Dataset entries
○ ○ ○

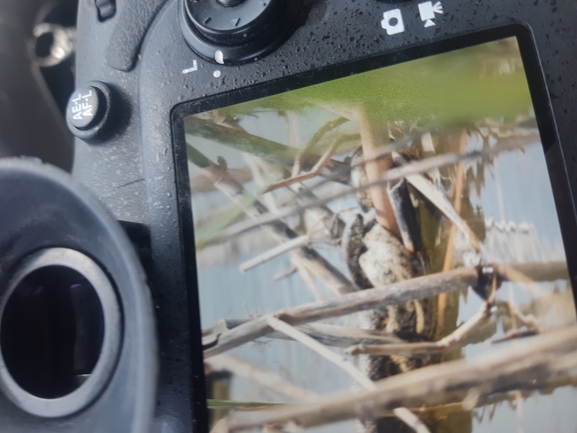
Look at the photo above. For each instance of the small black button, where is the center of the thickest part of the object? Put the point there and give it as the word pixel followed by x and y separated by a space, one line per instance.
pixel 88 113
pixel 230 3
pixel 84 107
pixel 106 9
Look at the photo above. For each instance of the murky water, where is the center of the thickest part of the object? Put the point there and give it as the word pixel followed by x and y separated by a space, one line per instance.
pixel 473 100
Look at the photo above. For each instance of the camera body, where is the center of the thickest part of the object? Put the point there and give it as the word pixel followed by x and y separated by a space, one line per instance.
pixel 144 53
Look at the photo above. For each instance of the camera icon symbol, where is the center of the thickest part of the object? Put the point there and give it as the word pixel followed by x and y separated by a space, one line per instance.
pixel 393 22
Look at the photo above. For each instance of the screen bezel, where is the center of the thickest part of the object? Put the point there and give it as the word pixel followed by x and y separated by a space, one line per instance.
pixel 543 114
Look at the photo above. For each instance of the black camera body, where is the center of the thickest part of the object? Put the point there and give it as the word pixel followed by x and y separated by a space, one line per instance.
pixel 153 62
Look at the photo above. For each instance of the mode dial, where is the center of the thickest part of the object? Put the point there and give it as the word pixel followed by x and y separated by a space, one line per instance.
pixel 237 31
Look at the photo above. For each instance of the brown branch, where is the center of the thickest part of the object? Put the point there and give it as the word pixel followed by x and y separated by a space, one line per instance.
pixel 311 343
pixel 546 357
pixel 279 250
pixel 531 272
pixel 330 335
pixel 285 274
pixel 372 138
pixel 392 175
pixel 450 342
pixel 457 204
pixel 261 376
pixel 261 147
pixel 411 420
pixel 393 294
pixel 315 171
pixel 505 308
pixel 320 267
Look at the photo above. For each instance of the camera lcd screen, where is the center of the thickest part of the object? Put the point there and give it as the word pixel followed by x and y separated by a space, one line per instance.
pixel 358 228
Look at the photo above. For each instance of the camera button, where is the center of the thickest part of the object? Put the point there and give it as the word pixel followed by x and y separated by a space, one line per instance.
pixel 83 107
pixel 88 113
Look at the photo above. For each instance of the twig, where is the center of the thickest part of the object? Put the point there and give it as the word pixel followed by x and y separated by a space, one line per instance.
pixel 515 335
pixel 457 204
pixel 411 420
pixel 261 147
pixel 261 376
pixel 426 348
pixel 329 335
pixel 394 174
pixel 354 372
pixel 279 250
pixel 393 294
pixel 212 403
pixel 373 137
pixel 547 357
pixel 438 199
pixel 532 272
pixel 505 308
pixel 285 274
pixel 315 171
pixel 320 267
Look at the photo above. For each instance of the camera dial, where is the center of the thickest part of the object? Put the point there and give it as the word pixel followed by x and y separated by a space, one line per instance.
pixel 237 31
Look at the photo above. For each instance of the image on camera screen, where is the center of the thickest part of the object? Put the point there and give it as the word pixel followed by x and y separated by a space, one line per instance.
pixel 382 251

○ ○ ○

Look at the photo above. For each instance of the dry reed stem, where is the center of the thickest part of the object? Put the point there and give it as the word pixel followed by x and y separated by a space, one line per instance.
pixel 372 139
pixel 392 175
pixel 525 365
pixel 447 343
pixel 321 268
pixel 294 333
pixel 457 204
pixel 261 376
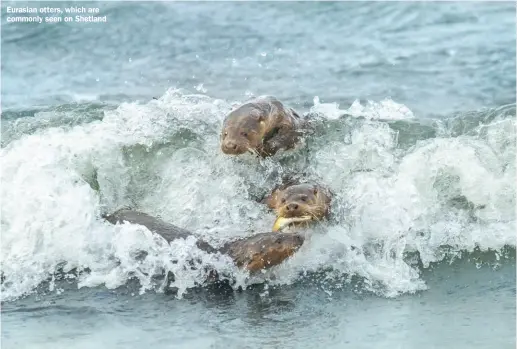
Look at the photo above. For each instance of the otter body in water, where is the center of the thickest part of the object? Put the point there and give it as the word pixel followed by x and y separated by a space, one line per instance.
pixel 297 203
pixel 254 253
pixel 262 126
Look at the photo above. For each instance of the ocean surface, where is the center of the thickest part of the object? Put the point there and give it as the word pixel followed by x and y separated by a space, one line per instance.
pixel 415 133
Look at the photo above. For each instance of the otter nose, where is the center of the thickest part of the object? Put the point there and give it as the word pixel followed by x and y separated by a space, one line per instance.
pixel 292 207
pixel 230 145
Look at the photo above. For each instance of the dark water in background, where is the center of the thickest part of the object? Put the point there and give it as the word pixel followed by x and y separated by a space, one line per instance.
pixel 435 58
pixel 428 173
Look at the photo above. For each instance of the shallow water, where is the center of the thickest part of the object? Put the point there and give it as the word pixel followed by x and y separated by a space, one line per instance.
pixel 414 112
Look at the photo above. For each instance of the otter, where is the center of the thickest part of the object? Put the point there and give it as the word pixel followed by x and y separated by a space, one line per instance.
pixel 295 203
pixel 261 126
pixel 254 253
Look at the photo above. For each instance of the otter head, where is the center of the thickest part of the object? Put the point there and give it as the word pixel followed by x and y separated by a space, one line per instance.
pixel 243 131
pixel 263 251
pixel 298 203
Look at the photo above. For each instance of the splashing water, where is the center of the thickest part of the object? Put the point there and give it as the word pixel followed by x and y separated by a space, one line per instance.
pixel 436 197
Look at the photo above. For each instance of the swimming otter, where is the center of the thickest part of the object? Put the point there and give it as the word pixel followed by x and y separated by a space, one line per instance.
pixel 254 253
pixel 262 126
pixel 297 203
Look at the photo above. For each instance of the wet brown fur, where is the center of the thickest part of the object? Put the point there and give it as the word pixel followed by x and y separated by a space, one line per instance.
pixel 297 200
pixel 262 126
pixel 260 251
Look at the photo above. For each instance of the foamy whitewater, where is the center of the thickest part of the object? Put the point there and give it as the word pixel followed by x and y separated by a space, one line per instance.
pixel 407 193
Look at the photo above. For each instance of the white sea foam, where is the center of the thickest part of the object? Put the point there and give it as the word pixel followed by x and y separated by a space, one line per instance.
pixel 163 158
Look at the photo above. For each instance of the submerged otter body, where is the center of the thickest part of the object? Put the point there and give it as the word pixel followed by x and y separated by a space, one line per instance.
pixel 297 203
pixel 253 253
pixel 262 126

○ ○ ○

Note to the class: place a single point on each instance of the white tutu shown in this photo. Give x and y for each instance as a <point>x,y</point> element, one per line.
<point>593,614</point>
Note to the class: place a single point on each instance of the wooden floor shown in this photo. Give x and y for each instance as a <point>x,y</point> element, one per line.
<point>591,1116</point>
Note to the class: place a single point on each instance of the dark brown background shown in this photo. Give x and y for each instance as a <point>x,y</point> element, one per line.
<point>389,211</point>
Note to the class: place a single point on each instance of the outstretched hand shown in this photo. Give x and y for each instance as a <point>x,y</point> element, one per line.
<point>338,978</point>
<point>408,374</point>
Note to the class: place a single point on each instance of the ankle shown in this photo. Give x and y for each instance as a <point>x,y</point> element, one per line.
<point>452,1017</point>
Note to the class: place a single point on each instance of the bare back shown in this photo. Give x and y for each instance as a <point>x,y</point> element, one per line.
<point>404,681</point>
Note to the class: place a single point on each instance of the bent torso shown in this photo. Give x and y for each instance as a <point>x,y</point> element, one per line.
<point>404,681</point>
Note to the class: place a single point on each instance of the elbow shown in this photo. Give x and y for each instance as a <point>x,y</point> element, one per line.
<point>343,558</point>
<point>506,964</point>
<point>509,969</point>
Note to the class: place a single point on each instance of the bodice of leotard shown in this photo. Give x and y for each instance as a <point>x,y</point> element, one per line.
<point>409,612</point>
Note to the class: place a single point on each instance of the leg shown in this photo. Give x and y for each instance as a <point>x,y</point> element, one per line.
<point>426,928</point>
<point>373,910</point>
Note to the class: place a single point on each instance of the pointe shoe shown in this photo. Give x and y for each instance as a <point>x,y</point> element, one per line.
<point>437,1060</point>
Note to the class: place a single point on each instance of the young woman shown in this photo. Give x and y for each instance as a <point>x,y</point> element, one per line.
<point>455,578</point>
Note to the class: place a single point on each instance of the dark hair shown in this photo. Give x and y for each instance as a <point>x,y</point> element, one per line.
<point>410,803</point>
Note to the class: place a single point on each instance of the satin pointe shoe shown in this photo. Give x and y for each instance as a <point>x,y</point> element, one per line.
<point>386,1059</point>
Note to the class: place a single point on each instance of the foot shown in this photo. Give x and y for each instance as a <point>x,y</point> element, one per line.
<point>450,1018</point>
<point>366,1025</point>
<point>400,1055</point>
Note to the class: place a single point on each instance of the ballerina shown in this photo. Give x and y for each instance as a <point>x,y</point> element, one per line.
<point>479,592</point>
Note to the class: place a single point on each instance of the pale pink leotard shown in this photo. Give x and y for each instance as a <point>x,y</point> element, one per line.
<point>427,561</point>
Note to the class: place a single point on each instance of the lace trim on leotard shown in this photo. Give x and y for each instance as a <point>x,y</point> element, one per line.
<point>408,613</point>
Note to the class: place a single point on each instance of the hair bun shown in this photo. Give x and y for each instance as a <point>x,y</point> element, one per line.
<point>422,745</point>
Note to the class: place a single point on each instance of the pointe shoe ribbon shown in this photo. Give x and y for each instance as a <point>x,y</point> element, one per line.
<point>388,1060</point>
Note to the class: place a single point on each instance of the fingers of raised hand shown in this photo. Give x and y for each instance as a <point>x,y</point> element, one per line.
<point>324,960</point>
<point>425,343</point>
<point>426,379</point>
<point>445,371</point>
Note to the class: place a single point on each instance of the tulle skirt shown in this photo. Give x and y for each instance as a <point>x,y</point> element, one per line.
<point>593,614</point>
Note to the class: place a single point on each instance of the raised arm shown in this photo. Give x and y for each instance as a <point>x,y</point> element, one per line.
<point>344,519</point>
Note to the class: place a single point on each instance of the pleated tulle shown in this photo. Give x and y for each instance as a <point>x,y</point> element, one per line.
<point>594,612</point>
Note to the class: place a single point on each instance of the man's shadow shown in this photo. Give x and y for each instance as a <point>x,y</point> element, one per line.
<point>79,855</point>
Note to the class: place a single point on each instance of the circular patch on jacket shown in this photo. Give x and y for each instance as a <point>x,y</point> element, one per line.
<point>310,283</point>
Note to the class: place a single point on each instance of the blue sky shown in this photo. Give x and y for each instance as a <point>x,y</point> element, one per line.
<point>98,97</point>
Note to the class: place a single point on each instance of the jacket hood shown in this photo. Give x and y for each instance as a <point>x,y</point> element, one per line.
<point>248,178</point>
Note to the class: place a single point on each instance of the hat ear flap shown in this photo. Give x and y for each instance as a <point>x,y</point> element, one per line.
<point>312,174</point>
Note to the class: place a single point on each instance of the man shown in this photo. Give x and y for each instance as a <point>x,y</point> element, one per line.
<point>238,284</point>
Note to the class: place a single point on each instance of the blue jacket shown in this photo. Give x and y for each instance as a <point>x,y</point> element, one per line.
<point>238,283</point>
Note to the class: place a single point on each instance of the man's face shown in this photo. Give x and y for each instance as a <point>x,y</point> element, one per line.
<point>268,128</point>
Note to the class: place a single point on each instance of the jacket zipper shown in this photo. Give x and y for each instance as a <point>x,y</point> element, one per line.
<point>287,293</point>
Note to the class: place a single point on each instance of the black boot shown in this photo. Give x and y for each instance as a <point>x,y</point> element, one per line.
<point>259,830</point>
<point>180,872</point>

○ ○ ○

Work to do:
Convert the entries starting with the line containing "the otter, where" and going on through the line containing "pixel 260 251" into a JSON list of strings, one string per line and no blank lines. Include only those lines.

Completed exercise:
[
  "Look at the photo above. For each instance of the otter, where is the center of the thickest part of the object? Put the point there and give it as the word pixel followed by x and y separated by a space, one line per instance.",
  "pixel 295 203",
  "pixel 261 126",
  "pixel 254 253",
  "Look at the photo above. For each instance of the otter head, where is the center of the thickest part of the object? Put the point there and give it as the word pixel followed by x and y separated by a space, one line per instance.",
  "pixel 243 131",
  "pixel 263 251",
  "pixel 298 203",
  "Look at the photo above. For each instance of the splashing water, where is the center of the thickest part of the object? Put the point there and give it as the word pixel followed by x and y separated by a space, one line per instance.",
  "pixel 436 197",
  "Look at the photo above. For each instance of the swimming otter, where is the center of the thickest part of the object? Put the point there and give it as the word pixel followed by x and y separated by a space, one line per instance.",
  "pixel 254 253",
  "pixel 262 126",
  "pixel 297 203",
  "Look at the photo above. For each instance of the wet brown fur, where is the center of the thickest part of the object? Put the point there and give it as the word pixel followed by x and y separated by a space, one line per instance.",
  "pixel 297 200",
  "pixel 262 126",
  "pixel 260 251"
]